* [WORK TASK A] Reproduce the San Carlos River passage between "After ruling out" and "on the 22nd.", inclusive.
* [WORK TASK B] Does the San Carlos River passage support each statement below? Answer yes or no for each, quoting the words that decide it: (i) The raft carrying the artillery was swept away on the night of December 19, 1856. (ii) Walker's command acted on Emilio Thomas's warning. (iii) Drying the rifles and gunpowder took three hours.

--- SUPPLIED PASSAGE Enclosed Below ---

According to Máximo Blanco's own diary, realizing that these arguments threatened to derail the entire enterprise, he decided to intervene. Blanco asserted supreme authority backed by "private instructions": a confidential letter that President Mora Porras had handed him in San José, with strict orders to open it only once they were in the theater of operations. Upon reading this document, Blanco de facto dismissed Barillier from the primary command and assumed absolute tactical leadership of the Costa Rican forces for the imminent assault.

=== The San Carlos River journey ===
The advance toward the objective was plagued by extreme climatic and geographical hardships from the moment they departed Muelle de San Carlos. Blanco recorded in his diary a series of near-catastrophic logistical mishaps:
- Loss of artillery: On the night of December 19, 1856, a sudden swell of the San Carlos River swept away the raft carrying the artillery pieces, a significant portion of the ammunition, and the soldiers' clothing, leaving the troops virtually without heavy weaponry. (The runaway raft was later found adrift in the San Juan River by a Nicaraguan citizen named Felipe Mena. Mena concealed the vessel among the riverside vegetation near his ranch, downstream from La Trinidad, preventing it from being spotted by the enemy garrison. Days later, Mena returned the two cannons, the remaining weaponry, and the clothing intact to the Costa Rican troops.)
- River accidents: The troops' inexperience with river navigation led to constant shipwrecks. One boat capsized, losing the remainder of the military park. This, coupled with hunger and the fear of whirlpools, triggered at least 13 desertions and left several men ill.

=== The element of surprise and the landing ===
Despite the disasters and the loss of the rafts, chance favored the Costa Ricans. On December 19, a filibuster lookout named Emilio Thomas warned his superiors about the presence of "suspicious rafts" coming down the river. However, his alert was ignored by Walker's command, which dismissed the possibility of an attack from that route.

After ruling out a frontal assault on Castillo Viejo due to the lack of suitable boats and the poor condition of their weapons, Blanco ordered the forces to head directly for the garrison of Hipp's Point (La Trinidad). On the night of December 21, the troops waited in their boats under a torrential downpour and in absolute silence to avoid detection by an enemy steamboat patrolling the area, preparing to land at dawn on the 22nd.

=== Preparations and tactical deployment ===
Following the rugged journey down the San Carlos River and evading the filibuster steamboat the previous night, the Costa Rican expedition landed at 5:00 a.m. on December 22, 1856, one mile from the enemy camp at Hipp's Point.

The troops were numb from the cold rain, and their weapons were soaked. To remedy this, they retreated into the dense forest and lit hidden fires to dry their rifles and gunpowder, ensuring the smoke would not alert the filibuster garrison. This delicate operation took five hours.

--- End of Enclosed SUPPLIED PASSAGE ---
--- SUPPLIED MATERIAL Enclosed Below ---

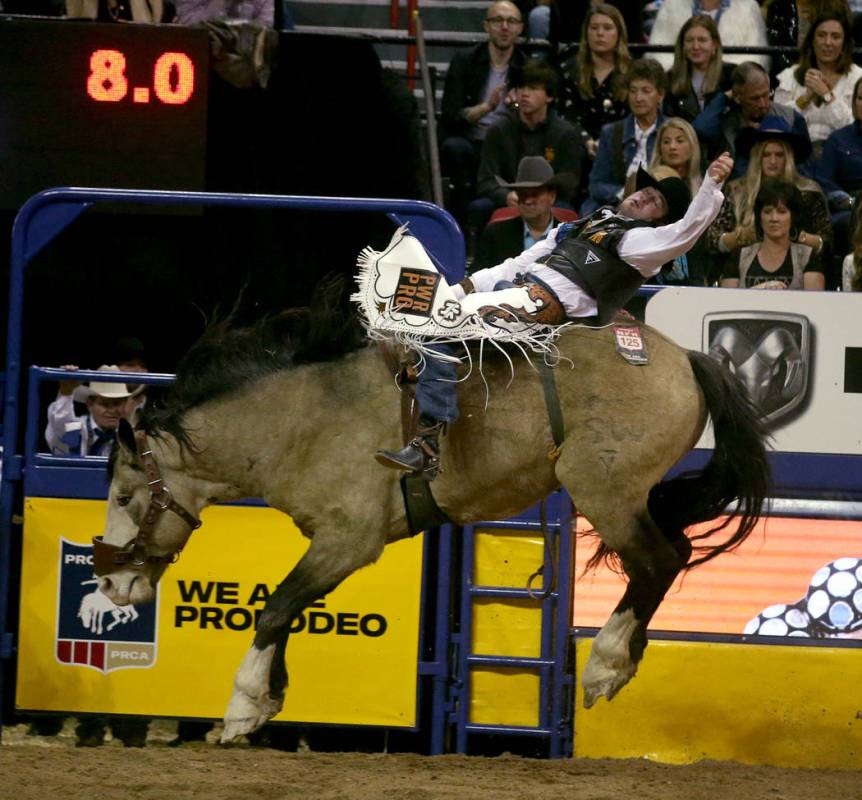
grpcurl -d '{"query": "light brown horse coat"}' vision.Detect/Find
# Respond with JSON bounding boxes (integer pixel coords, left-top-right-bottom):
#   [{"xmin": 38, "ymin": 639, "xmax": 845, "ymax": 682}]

--- End of Enclosed SUPPLIED MATERIAL ---

* [WRITTEN RESPONSE A]
After ruling out a frontal assault on Castillo Viejo due to the lack of suitable boats and the poor condition of their weapons, Blanco ordered the forces to head directly for the garrison of Hipp's Point (La Trinidad). On the night of December 21, the troops waited in their boats under a torrential downpour and in absolute silence to avoid detection by an enemy steamboat patrolling the area, preparing to land at dawn on the 22nd.

* [WRITTEN RESPONSE B]
(i) Yes: "On the night of December 19, 1856, a sudden swell of the San Carlos River swept away the raft carrying the artillery pieces"
(ii) No: "However, his alert was ignored by Walker's command"
(iii) No: "This delicate operation took five hours."